== ИСХОДНЫЙ ТЕКСТ

Пахомов. Ой, ой, ой… батюшки, у… би… ли… у… би… ли…
Расплюев (запыхавшись, приподнимаясь с трудом).Ох… стой… Ох — спину сломали… о… черти!!. палачи! (оправляется)вологоны проклятые, лукоперы… Ишь рыла-то здоровые уставили…
Ох (входит).Что это, — что такое?
Расплюев. Помилуйте, Антиох Елпидифорыч, — вот дворника допрашиваю, так никак не соображусь.
Ох ( посмотрев на Пахомова, Шатале).Что же ты, дубовая башка, так дерешься?
Шатала. Их блродие изволили говорить: режь — я и резнул.
Ох. Ты этак человека убьешь.
Шатала. Никак нет, ваше высокородие, я снароуку знаю; я его у самый загривок резнул. Мне их брродие строго приказывают: если ты, говорят, у меня человека убьешь, — так я тебя палками закатаю. Так я эфто у предмете имею».
Вот после того и Пахомов покажет вслед за Людмилой, что Копылов, дескать, оборачивался: «…сойдет с лестницы — ну — иное дело — случится — в стену и обернется!»

====
== ПРЕДОСТАВЛЕННЫЕ МАТЕРИАЛЫ

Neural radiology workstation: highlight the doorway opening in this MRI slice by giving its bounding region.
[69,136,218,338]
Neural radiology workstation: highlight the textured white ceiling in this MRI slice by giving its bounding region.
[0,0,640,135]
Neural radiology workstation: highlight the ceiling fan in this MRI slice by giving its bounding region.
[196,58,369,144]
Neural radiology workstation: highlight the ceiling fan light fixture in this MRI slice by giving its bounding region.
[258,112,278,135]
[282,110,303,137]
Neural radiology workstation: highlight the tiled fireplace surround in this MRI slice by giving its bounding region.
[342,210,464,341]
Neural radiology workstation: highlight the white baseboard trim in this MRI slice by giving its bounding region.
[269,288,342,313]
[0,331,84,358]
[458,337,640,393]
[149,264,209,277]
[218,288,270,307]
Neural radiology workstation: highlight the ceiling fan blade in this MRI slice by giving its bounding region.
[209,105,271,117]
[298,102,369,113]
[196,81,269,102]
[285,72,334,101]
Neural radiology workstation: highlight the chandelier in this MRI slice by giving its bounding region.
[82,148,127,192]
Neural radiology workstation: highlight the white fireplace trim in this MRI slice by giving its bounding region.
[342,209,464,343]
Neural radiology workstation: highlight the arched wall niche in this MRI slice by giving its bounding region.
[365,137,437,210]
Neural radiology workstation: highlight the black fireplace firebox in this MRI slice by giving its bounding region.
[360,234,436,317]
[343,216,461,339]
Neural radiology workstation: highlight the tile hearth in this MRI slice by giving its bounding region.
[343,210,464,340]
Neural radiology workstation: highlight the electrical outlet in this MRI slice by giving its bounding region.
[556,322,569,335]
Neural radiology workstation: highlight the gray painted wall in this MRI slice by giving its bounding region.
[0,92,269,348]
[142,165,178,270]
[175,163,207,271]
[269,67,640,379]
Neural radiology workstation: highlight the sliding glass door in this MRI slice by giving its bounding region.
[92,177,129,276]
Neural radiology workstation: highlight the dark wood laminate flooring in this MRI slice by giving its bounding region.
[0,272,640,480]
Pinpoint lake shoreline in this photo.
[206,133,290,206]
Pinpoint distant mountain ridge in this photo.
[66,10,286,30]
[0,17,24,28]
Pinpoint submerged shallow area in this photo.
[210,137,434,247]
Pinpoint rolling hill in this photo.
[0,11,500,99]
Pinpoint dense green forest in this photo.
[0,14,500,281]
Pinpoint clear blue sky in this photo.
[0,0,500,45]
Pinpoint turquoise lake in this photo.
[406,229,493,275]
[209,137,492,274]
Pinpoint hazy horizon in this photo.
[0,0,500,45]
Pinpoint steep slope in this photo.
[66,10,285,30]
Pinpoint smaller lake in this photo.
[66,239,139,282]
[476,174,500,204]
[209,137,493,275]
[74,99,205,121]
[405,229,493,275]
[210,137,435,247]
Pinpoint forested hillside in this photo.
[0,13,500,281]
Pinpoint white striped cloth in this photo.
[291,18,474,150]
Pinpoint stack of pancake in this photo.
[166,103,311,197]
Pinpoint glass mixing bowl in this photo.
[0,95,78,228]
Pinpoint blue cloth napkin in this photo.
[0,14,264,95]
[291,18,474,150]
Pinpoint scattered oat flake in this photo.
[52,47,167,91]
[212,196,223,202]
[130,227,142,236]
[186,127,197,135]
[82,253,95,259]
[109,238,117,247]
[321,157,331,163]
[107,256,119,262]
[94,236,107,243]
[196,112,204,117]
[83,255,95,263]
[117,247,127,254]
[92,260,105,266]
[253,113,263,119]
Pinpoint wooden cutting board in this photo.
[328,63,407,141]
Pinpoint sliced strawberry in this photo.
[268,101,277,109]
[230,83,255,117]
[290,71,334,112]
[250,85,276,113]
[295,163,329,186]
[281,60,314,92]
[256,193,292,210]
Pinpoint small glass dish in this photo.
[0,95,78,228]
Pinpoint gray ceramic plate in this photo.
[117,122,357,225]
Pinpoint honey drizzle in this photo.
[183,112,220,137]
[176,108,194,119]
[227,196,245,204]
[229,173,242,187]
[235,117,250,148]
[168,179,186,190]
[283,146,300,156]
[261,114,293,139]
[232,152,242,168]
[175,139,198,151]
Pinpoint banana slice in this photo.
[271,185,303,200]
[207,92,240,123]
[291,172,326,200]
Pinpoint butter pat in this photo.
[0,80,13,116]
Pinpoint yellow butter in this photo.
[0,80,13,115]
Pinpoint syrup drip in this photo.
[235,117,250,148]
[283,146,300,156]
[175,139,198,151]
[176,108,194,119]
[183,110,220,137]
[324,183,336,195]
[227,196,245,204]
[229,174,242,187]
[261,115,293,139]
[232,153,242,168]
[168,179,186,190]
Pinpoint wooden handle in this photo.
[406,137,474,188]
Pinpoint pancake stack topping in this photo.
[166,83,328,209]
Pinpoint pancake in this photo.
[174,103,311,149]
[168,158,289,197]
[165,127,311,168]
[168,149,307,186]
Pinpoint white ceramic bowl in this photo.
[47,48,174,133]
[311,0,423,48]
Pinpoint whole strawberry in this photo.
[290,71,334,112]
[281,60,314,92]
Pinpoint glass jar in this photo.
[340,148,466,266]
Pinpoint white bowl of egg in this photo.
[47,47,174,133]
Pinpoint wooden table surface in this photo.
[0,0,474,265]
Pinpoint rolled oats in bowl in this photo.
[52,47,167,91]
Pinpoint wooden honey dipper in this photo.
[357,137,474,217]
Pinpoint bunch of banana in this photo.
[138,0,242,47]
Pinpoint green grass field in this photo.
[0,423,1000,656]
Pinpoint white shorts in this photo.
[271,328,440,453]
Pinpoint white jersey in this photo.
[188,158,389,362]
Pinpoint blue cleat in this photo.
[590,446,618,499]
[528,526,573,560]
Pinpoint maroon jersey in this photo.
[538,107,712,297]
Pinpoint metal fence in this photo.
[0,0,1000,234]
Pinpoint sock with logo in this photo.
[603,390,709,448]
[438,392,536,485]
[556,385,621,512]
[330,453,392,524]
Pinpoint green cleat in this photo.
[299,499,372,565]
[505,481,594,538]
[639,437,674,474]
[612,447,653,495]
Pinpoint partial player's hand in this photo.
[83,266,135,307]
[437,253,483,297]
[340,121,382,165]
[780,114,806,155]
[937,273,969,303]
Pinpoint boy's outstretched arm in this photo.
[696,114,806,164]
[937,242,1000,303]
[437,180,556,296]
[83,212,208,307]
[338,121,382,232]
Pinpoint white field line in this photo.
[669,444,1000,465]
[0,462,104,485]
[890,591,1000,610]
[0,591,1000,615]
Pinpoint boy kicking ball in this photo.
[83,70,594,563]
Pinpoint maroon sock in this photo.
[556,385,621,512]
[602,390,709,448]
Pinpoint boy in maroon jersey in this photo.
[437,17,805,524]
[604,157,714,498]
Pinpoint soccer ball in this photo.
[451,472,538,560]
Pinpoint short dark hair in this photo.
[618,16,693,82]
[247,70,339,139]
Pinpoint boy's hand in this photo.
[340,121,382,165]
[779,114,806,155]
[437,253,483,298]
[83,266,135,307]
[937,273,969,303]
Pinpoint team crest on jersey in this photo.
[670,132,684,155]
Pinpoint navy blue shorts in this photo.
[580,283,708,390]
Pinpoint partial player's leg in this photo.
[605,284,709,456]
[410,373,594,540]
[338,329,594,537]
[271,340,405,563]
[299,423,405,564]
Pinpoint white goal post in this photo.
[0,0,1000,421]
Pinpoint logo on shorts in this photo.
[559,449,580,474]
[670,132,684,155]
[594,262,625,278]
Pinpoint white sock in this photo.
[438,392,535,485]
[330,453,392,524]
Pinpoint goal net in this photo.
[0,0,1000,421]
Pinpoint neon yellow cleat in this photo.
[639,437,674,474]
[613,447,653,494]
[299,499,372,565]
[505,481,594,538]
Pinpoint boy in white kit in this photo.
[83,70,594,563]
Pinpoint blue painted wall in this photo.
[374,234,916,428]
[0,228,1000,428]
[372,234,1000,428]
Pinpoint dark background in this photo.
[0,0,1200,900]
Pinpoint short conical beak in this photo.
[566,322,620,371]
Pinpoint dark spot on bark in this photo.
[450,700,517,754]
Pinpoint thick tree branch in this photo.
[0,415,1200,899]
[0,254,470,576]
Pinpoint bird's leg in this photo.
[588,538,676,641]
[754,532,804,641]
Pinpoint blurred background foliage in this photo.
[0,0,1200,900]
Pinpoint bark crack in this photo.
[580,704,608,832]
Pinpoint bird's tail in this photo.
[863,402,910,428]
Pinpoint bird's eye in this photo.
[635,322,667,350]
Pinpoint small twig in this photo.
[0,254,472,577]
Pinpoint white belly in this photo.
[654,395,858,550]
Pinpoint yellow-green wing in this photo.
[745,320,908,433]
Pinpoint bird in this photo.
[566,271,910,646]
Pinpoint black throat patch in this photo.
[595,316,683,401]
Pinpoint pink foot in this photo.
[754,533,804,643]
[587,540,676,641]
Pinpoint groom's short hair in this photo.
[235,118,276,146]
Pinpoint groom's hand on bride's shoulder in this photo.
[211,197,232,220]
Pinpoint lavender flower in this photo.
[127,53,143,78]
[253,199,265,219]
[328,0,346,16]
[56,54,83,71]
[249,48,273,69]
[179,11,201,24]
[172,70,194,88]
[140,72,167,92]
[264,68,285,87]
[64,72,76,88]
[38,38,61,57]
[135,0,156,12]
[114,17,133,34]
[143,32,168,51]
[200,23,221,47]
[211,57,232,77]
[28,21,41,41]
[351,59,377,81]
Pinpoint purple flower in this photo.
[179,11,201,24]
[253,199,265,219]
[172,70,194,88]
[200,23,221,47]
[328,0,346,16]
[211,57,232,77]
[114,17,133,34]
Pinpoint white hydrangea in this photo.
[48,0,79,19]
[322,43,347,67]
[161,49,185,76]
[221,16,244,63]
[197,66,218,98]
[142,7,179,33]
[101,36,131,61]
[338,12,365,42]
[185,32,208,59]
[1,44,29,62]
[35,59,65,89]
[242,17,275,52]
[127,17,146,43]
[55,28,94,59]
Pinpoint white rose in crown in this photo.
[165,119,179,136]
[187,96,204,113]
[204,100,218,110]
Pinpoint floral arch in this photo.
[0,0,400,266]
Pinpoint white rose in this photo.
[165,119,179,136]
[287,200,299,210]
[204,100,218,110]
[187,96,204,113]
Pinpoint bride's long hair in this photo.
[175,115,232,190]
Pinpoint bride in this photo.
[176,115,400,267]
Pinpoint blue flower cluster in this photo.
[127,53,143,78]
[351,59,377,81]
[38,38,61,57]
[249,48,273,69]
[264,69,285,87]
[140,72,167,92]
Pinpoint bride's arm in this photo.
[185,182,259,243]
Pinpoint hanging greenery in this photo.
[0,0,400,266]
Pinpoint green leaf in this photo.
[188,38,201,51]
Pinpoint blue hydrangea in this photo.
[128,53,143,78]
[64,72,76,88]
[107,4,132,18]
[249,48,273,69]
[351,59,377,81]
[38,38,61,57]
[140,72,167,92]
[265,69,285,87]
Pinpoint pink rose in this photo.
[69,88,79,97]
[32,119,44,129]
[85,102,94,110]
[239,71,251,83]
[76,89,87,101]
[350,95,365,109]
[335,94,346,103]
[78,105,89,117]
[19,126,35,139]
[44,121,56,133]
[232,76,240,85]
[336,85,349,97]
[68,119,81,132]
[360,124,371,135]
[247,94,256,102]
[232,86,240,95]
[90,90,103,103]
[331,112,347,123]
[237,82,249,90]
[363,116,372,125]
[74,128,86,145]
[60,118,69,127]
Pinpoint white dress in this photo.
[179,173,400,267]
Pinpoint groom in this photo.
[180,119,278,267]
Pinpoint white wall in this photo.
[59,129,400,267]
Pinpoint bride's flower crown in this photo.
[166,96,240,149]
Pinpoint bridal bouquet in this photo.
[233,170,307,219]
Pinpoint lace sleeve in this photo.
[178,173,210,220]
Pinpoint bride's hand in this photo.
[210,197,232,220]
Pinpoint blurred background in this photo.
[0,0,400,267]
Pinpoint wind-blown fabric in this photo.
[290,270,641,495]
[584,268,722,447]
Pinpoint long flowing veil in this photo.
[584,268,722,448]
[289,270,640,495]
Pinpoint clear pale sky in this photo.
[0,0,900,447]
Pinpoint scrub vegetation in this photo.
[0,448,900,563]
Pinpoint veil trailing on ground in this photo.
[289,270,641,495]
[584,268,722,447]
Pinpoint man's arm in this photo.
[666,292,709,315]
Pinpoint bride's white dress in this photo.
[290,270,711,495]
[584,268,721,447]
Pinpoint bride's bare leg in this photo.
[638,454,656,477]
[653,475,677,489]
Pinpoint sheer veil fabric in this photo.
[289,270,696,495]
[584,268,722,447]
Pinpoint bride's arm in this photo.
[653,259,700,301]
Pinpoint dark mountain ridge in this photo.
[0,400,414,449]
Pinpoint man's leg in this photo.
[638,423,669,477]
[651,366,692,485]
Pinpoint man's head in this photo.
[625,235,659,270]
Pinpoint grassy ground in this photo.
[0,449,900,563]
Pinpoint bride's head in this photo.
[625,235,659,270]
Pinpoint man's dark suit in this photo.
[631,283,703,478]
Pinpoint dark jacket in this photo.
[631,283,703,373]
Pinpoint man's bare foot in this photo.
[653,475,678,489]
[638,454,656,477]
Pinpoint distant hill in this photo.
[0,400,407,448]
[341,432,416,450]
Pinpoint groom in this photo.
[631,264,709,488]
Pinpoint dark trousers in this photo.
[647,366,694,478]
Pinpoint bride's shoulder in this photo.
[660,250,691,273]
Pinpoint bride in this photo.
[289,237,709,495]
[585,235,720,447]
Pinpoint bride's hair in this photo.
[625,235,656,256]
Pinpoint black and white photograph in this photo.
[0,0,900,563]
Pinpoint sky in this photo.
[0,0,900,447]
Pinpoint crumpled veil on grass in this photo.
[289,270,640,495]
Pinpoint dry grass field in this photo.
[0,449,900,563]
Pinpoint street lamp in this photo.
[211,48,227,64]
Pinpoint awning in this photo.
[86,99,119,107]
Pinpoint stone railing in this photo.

====

→ ПИСЬМЕННЫЕ ЗАДАНИЯ
A. По исходному тексту объясните, почему Шатала ударил Пахомова и почему он уверен, что не убьет человека.
B. Ответьте по исходному тексту на вопросы:
(i) Кого, по словам Расплюева, он допрашивает?
(ii) Как Расплюев по имени и отчеству обращается к Оху?
(iii) Что, согласно последней фразе, покажет Пахомов вслед за Людмилой?

→ ОТВЕТЫ К ЗАДАНИЯМ
A. Шатала ударил Пахомова, потому что ему, по его словам, велели: «режь». Убить человека он не боится, так как знает, как бить, и бьет в самый загривок. Кроме того, ему строго пригрозили закатать его палками, если он убьет человека.

B.
(i) Дворника.
(ii) Антиох Елпидифорыч.
(iii) Что Копылов оборачивался.